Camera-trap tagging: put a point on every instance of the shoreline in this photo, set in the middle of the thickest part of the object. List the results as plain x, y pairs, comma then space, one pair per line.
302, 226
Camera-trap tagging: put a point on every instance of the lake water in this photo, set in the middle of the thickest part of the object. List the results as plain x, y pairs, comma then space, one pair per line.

--

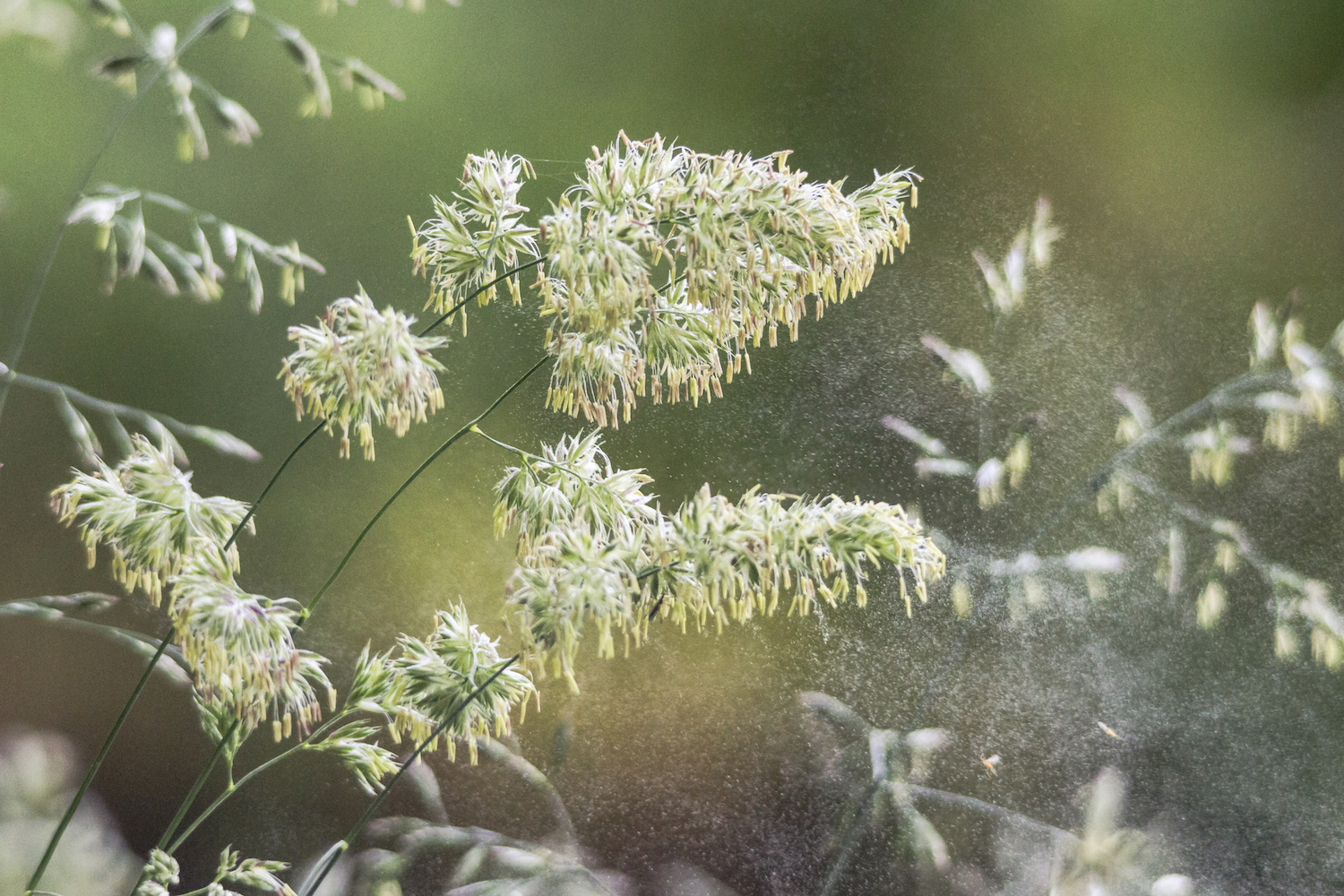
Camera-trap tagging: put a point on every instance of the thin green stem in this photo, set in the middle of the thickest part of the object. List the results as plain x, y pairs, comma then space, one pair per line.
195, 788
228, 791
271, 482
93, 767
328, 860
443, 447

### Brief
Identify every line in the records above that contains the string "water", and copy each one. Case counts.

### Answer below
Camera-trap tagging: put a point on every instance of the lake water in this photo, set in the middle of the thickest part of the object. List the results as plain x, y pairs, comma then space, one pair per line.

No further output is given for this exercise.